## Stored data
● ● ●

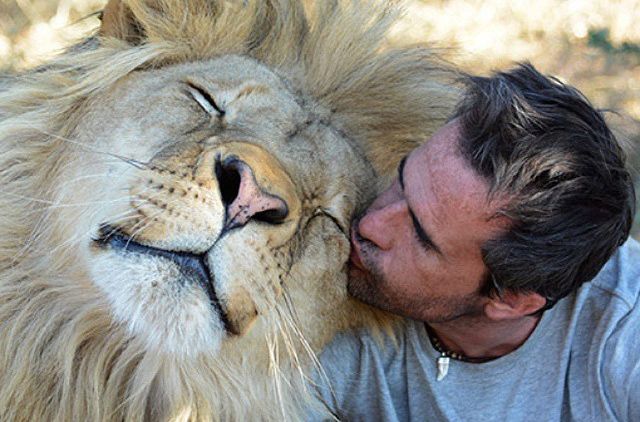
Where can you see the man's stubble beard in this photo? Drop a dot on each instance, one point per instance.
(372, 288)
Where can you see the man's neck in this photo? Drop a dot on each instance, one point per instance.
(481, 338)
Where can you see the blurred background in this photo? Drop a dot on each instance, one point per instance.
(593, 44)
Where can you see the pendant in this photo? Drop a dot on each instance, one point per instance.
(443, 367)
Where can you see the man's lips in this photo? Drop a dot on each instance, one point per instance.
(354, 256)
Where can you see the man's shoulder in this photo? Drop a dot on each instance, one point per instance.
(620, 277)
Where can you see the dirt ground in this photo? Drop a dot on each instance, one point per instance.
(593, 44)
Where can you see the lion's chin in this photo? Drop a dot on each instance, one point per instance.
(168, 308)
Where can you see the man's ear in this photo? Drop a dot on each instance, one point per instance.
(512, 305)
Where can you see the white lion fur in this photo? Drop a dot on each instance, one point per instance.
(65, 353)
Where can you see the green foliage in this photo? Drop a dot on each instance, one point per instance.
(600, 39)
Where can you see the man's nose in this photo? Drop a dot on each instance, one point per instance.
(381, 224)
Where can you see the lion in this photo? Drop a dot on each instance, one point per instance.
(177, 194)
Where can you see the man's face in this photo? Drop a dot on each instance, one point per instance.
(416, 250)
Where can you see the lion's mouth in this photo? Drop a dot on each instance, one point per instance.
(192, 266)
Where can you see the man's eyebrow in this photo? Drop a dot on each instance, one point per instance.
(424, 238)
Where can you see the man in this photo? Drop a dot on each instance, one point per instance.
(504, 243)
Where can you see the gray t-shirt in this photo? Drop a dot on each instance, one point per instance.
(581, 363)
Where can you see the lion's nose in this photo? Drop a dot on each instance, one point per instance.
(244, 199)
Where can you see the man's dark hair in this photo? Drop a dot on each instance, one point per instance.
(550, 156)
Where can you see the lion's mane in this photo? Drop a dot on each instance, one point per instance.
(62, 356)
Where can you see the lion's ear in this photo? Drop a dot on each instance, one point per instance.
(118, 21)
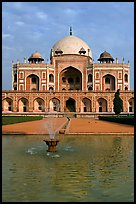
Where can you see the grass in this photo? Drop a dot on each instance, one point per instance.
(6, 120)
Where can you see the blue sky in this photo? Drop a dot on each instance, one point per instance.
(36, 26)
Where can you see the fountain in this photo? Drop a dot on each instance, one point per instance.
(52, 141)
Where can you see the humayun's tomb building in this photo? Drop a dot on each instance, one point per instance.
(72, 82)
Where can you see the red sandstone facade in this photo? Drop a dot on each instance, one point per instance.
(72, 82)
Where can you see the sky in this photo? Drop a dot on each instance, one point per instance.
(36, 26)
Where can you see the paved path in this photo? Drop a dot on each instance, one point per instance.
(94, 126)
(75, 126)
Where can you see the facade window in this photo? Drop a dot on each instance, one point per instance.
(51, 88)
(43, 87)
(21, 75)
(77, 79)
(33, 80)
(40, 106)
(97, 75)
(15, 78)
(90, 78)
(107, 80)
(126, 78)
(63, 79)
(51, 78)
(120, 75)
(43, 75)
(21, 87)
(90, 88)
(70, 80)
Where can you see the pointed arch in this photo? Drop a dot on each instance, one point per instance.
(101, 105)
(32, 82)
(7, 104)
(70, 105)
(86, 105)
(23, 105)
(54, 104)
(39, 105)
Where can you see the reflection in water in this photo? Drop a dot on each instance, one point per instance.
(85, 168)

● ● ●

## EXERCISE BRIEF
Reproduce the entire listing above, substituting "Place a mark" for every occurrence of "Drop a dot" and leaving all other text unchanged. Omit the pictures from the reproduction.

## REPLY
Where can you see the man's stubble beard in this photo? Place a mark on each instance, one point per instance.
(372, 288)
Where can you see the man's neck in this photo? Place a mark on each instance, one point per instance.
(481, 338)
Where can you see the blurred background in this photo? Place a mark on each instance, one point per instance.
(593, 44)
Where can you see the pendant in this photo? Place a mark on each instance, one point per instance.
(443, 367)
Where can you see the man's lips in this photo? Place a mark on each instance, one point per instance.
(354, 256)
Where can you see the man's shoulder in this photo? Place a mark on each instance, one point per instance.
(620, 277)
Where can you see the dirt ground in this photo? Place a mark on each instance, one point per instance.
(593, 44)
Where can you see the lion's chin in this photo? Place a mark on each instance, one point per instance.
(168, 308)
Where can you see the man's ear in this photo? Place a mark on each instance, one point per instance.
(512, 305)
Where can you see the white lion fur in this photo? Place a mark on each instance, one point per instance.
(65, 353)
Where can you see the green foliage in this photo? Place a mark on each instance, one point per instance.
(600, 39)
Where can you see the man's nose in this photo? Place a mark on each instance, one point per instance.
(381, 224)
Where can you see the lion in this photo? Place a mark on each instance, one point per instance.
(177, 194)
Where can you see the man's face in this photo? Place a mark on each instance, one point per instance.
(416, 250)
Where can you see the lion's mouth in this photo? Place a mark on each instance, one point per instance.
(192, 266)
Where can you see the man's eyebrow in this photo? Place a mark on each instance, one point per instance.
(424, 238)
Where can you see the man in this photo? Place a mark on each instance, one point per instance.
(504, 243)
Where can you see the gray t-shirt in this photo? Place a mark on each instance, one point per instance.
(581, 363)
Where can you see the lion's nose in this photo? Place a mark on each instance, one point per instance.
(244, 199)
Where can you see the man's dark hair in this photo? Place a mark on each instance, one point per instance.
(550, 156)
Where can you see the lion's mane in this photo? Place a mark on each instance, one point per instance.
(62, 356)
Where can you see the lion's ear in this photo? Place a mark on each instance, one point per instance.
(118, 21)
Where can you see the grass in this photo? Place a mark on each instance, one point per instance.
(6, 120)
Where can you see the blue sky in this photo? Place a mark on each instance, one point per instance.
(36, 26)
Where can you see the fountain in this photo? Place a mark on each instance, one point per instance.
(52, 141)
Where can you see the humayun's tomb building in this photo? Place a mark on each instance, one point per instance.
(72, 82)
Where can you see the red sandstone facade in this photo? Place a mark on each instance, one point per instance.
(72, 82)
Where can you see the sky in this photo? Place a mark on each instance, one point per instance.
(36, 26)
Where can you see the paved path in this photo? Place a mark on each instance, one point per instance.
(94, 126)
(75, 126)
Where can you see the facade window in this photo? Place a mark on each instance, one point per instance.
(51, 88)
(43, 87)
(21, 75)
(77, 79)
(33, 80)
(40, 106)
(97, 75)
(15, 78)
(90, 78)
(107, 80)
(126, 78)
(63, 79)
(51, 78)
(120, 75)
(43, 75)
(21, 87)
(90, 88)
(70, 80)
Where can you see the pointed arch in this photo? Place a mark on each instance, one point per instance.
(101, 105)
(32, 82)
(7, 104)
(70, 105)
(86, 105)
(23, 105)
(54, 104)
(39, 105)
Where can you see the reflection in water in this photo? Place a mark on each instance, one point per instance.
(85, 168)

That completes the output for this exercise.